BEGIN Document segment

ALEX ASSALY is a Ph.D. candidate in English literature at the University of Cambridge. His work focuses on "play" in the art and poetry of David Jones.

MATTHEW BERGER is a Ph.D. student at the University of Southern California in the Comparative Studies in Literature and Culture Department. His current work focuses on the theoretical and material implications of globalism in contemporary urban landscapes; in particular, his work examines the effects of digital media and global warming on the modern city dweller's experience.

ROBERT BERRY is the Philadelphia-based cartoonist behind ULYSSES "seen," the ambitious project aimed at fully adapting Joyce's novel into a visual learning platform. His artworks have been shown in Bloomsday celebrations all over the world where they have helped to unite Joyce devotees both new and learned. He teaches at the University of Pennsylvania and occasionally gets the chance to make pretty pictures.

NORMAN CHEADLE is Professor of Hispanic Studies at Laurentian University in Canada. His annotated English translation of Leopoldo Marechal's Ulyssean novel Adán Buenosayres (1948) was published by McGill-Queen's University Press in 2014.

TIM CONLEY is Professor of English and Comparative Literature at Brock University in Canada. His most recent book is Useless Joyce: Textual Functions, Cultural Appropriations.

THOMAS F. COTTER is the Briggs and Morgan Professor of Law at the University of Minnesota Law School and the recipient of an Innovators Network Foundation Intellectual Property Fellowship for 2018-2019. His work focuses primarily on intellectual property, competition law, and law and economics. His most recent book is Patent Wars: How Patents Impact Our Daily Lives, and he publishes the Comparative Patent Remedies blog.

END Document segment
BEGIN Information provided

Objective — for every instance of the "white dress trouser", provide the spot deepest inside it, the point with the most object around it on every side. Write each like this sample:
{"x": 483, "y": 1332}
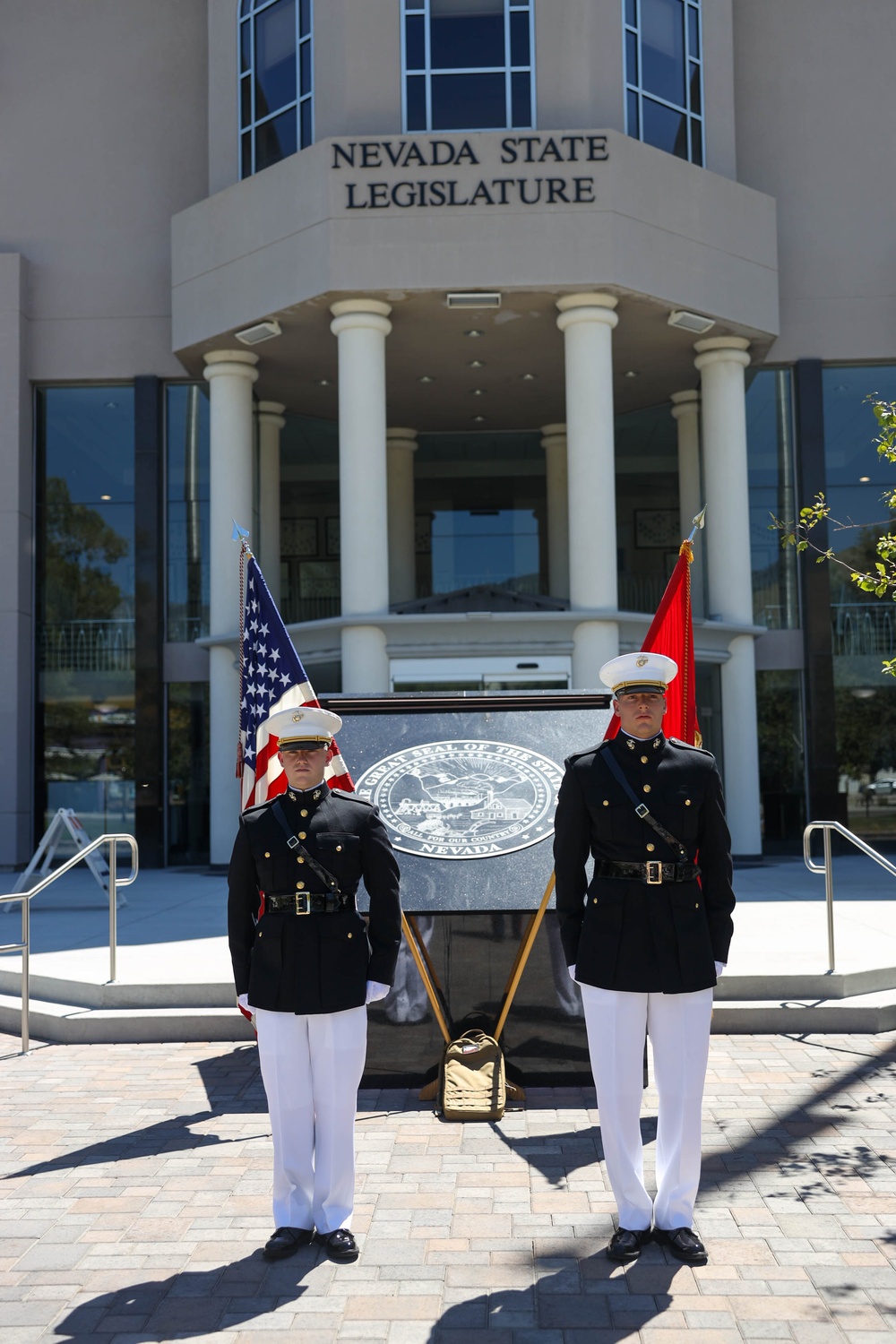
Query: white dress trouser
{"x": 312, "y": 1069}
{"x": 678, "y": 1029}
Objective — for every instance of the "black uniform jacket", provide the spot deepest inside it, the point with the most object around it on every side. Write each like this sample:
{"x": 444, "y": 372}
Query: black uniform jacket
{"x": 314, "y": 962}
{"x": 619, "y": 933}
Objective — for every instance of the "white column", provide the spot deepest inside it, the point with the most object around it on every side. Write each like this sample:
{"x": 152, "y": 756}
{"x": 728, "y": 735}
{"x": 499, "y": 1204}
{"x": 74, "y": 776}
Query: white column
{"x": 587, "y": 322}
{"x": 721, "y": 362}
{"x": 271, "y": 422}
{"x": 556, "y": 478}
{"x": 231, "y": 374}
{"x": 401, "y": 446}
{"x": 362, "y": 327}
{"x": 685, "y": 410}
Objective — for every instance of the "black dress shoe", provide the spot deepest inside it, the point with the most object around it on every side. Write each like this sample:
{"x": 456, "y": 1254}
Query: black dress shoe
{"x": 626, "y": 1246}
{"x": 287, "y": 1241}
{"x": 340, "y": 1245}
{"x": 684, "y": 1245}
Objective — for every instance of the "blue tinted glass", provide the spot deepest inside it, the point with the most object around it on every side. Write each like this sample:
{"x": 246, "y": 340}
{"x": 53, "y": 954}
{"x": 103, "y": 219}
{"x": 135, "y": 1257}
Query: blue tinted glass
{"x": 276, "y": 140}
{"x": 633, "y": 124}
{"x": 468, "y": 102}
{"x": 416, "y": 42}
{"x": 632, "y": 56}
{"x": 306, "y": 65}
{"x": 519, "y": 39}
{"x": 417, "y": 102}
{"x": 664, "y": 128}
{"x": 187, "y": 489}
{"x": 90, "y": 441}
{"x": 463, "y": 42}
{"x": 274, "y": 56}
{"x": 521, "y": 99}
{"x": 662, "y": 48}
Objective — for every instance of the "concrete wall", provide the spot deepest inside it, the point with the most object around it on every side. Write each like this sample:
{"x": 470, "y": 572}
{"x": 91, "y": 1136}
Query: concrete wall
{"x": 110, "y": 105}
{"x": 815, "y": 128}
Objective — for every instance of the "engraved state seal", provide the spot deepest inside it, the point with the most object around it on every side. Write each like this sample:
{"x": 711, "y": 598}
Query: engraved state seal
{"x": 463, "y": 800}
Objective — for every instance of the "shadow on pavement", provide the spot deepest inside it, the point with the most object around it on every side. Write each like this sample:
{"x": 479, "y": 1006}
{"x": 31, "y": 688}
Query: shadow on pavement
{"x": 194, "y": 1303}
{"x": 233, "y": 1085}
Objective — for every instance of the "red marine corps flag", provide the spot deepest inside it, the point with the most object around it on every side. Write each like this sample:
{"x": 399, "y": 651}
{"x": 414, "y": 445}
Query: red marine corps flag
{"x": 672, "y": 633}
{"x": 271, "y": 677}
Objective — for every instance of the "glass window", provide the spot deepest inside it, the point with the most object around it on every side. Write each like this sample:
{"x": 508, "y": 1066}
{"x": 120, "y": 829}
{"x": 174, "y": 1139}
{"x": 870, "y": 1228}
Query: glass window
{"x": 187, "y": 510}
{"x": 664, "y": 75}
{"x": 276, "y": 81}
{"x": 770, "y": 465}
{"x": 863, "y": 626}
{"x": 85, "y": 596}
{"x": 468, "y": 65}
{"x": 481, "y": 508}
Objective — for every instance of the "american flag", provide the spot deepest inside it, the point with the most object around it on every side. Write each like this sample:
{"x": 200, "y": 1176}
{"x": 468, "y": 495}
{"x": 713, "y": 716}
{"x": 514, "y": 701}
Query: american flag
{"x": 273, "y": 679}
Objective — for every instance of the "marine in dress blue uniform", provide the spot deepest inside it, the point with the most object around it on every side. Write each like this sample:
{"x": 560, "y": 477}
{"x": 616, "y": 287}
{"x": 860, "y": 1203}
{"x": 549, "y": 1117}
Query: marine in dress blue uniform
{"x": 645, "y": 938}
{"x": 306, "y": 964}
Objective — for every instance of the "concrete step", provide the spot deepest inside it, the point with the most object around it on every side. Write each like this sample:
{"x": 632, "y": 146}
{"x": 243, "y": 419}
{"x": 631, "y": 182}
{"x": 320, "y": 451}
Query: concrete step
{"x": 72, "y": 1023}
{"x": 128, "y": 1013}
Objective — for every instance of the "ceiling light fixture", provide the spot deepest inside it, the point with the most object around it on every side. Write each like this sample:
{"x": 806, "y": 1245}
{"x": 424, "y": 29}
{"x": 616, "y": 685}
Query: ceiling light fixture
{"x": 686, "y": 322}
{"x": 260, "y": 332}
{"x": 468, "y": 298}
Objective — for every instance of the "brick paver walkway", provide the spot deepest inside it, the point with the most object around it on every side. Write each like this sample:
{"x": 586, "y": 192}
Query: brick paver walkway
{"x": 134, "y": 1196}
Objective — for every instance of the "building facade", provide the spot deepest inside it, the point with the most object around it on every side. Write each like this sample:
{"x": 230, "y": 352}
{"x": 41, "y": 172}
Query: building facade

END Information provided

Task set:
1. Condense the paragraph in the contributor notes that opens with "THOMAS F. COTTER is" into a short bulleted list that keeps its main facts.
2. Duplicate a passage from the contributor notes word for word, beginning at the words "ROBERT BERRY is" and stopping after "make pretty pictures.".
The listing plays no role in this work.

Problem solutions:
1.
- Thomas F. Cotter: Briggs and Morgan Professor of Law, University of Minnesota Law School
- Holds an Innovators Network Foundation Intellectual Property Fellowship for 2018-2019
- Focuses mainly on intellectual property, competition law, and law and economics
- Most recent book: Patent Wars: How Patents Impact Our Daily Lives
- Publishes the Comparative Patent Remedies blog

2.
ROBERT BERRY is the Philadelphia-based cartoonist behind ULYSSES "seen," the ambitious project aimed at fully adapting Joyce's novel into a visual learning platform. His artworks have been shown in Bloomsday celebrations all over the world where they have helped to unite Joyce devotees both new and learned. He teaches at the University of Pennsylvania and occasionally gets the chance to make pretty pictures.